EXERCISE:
From the passage below on Indonesian views of China, reproduce word for word the part that opens with the words containing "Evan Laksmana, senior" and closes with "in recent years.".

Evan Laksmana, senior research fellow at the National University of Singapore’s Centre for Asia and Globalisation, and one of the survey’s authors, said that Indonesians’ perspectives on China had been shaped by how political elites in Jakarta engaged with Beijing in recent years.
“The way the Indonesian elites have presented Indonesia’s growing engagement with China has been very critical,” he told This Week in Asia . “Whether it’s about the influx of Chinese workers to Indonesia, whether it’s about Chinese behaviour in the North Natuna Sea, which has escalated over the last few years, I think all this comes into play to how the Indonesian public views China.”
“China is not just seen as an economic opportunity, but it actually comes with a set of challenges,” Laksmana added.
Asked about specific countries that pose a threat to Indonesia within the next decade, nearly half of respondents, or 49 per cent, pointed to China – a 10-point increase on the previous survey result – while 43 per cent said the US posed a threat to the nation.

DATA SHOWN:
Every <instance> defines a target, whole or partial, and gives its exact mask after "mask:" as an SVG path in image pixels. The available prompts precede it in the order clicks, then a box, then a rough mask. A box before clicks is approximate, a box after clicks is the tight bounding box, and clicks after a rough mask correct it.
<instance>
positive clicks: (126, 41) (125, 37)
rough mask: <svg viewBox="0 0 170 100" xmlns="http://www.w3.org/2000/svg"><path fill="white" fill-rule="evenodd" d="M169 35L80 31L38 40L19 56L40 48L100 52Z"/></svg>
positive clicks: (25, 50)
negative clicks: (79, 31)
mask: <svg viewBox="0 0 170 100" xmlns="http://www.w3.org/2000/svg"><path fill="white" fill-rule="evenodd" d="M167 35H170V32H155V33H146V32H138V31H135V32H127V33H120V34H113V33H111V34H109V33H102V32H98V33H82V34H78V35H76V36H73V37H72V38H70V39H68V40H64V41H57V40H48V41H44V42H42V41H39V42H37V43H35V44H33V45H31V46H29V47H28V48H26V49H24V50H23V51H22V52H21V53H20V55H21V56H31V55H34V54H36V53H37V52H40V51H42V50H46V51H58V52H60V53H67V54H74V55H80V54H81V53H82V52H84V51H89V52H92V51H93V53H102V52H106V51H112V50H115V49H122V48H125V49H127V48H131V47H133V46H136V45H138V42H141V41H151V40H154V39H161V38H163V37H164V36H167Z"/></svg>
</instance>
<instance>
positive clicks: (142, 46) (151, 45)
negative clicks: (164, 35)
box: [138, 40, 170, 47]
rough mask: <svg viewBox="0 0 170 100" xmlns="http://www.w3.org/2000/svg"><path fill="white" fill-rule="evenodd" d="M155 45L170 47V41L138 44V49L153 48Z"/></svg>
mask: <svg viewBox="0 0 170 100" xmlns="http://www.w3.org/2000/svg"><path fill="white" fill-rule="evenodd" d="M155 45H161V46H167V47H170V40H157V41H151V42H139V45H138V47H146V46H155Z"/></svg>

RESPONSE FOR THIS EXERCISE:
Evan Laksmana, senior research fellow at the National University of Singapore’s Centre for Asia and Globalisation, and one of the survey’s authors, said that Indonesians’ perspectives on China had been shaped by how political elites in Jakarta engaged with Beijing in recent years.